■ **STATED TASK**:
Pull out every line of the rows below that contains the word "target", copying each one in full.

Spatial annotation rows
########################################

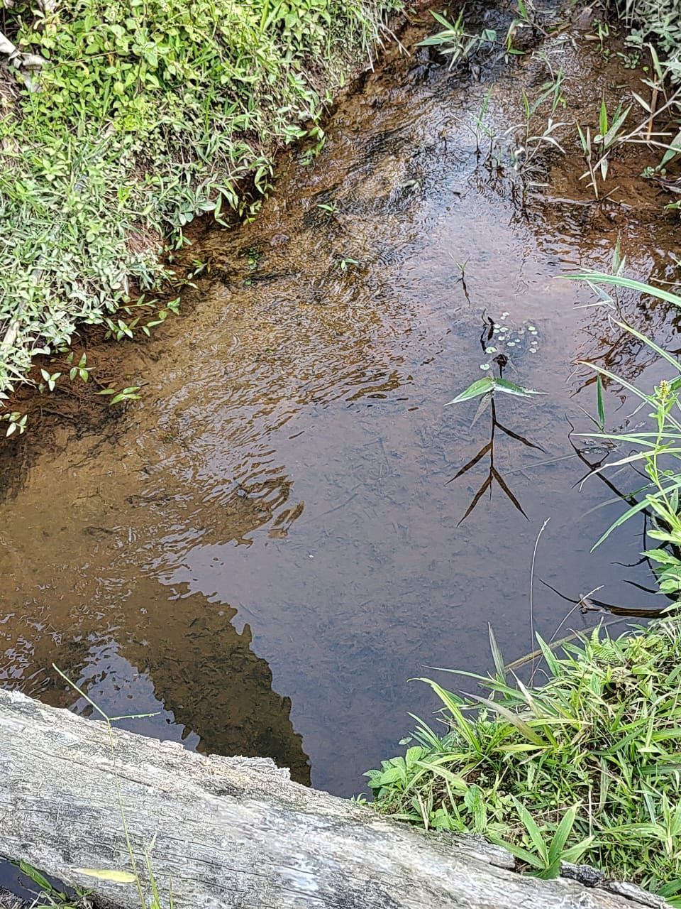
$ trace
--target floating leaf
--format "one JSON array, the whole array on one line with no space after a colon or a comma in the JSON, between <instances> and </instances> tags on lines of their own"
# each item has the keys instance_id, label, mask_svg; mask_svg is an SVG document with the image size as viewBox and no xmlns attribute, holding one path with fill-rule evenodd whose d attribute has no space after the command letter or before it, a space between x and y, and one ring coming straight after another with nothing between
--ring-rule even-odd
<instances>
[{"instance_id":1,"label":"floating leaf","mask_svg":"<svg viewBox=\"0 0 681 909\"><path fill-rule=\"evenodd\" d=\"M494 387L506 395L518 395L520 397L529 397L530 395L546 395L546 392L538 392L534 388L517 385L515 382L509 382L508 379L495 379Z\"/></svg>"},{"instance_id":2,"label":"floating leaf","mask_svg":"<svg viewBox=\"0 0 681 909\"><path fill-rule=\"evenodd\" d=\"M477 382L469 385L460 395L457 395L451 401L448 401L445 407L449 407L450 404L459 404L460 401L469 401L470 398L479 397L480 395L487 395L488 392L494 390L496 380L491 375L486 375L482 379L478 379Z\"/></svg>"}]
</instances>

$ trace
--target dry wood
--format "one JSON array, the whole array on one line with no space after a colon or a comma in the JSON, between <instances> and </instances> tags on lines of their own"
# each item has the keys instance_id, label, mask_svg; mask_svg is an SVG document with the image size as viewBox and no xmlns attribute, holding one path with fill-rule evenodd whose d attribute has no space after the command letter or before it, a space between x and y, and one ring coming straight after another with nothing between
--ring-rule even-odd
<instances>
[{"instance_id":1,"label":"dry wood","mask_svg":"<svg viewBox=\"0 0 681 909\"><path fill-rule=\"evenodd\" d=\"M0 691L0 854L139 909L133 884L78 868L152 864L174 909L640 909L608 891L517 874L503 850L427 834L291 783L269 759L203 757ZM581 872L572 874L584 877ZM149 882L143 874L143 887Z\"/></svg>"}]
</instances>

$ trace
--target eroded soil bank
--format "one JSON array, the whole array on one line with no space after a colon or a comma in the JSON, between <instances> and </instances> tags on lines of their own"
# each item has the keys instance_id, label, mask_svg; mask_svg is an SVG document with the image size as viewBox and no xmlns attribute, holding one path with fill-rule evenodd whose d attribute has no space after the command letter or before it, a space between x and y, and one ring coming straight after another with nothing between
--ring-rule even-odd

########################################

■ **WRITTEN SOLUTION**:
--target floating leaf
--target dry wood
--target eroded soil bank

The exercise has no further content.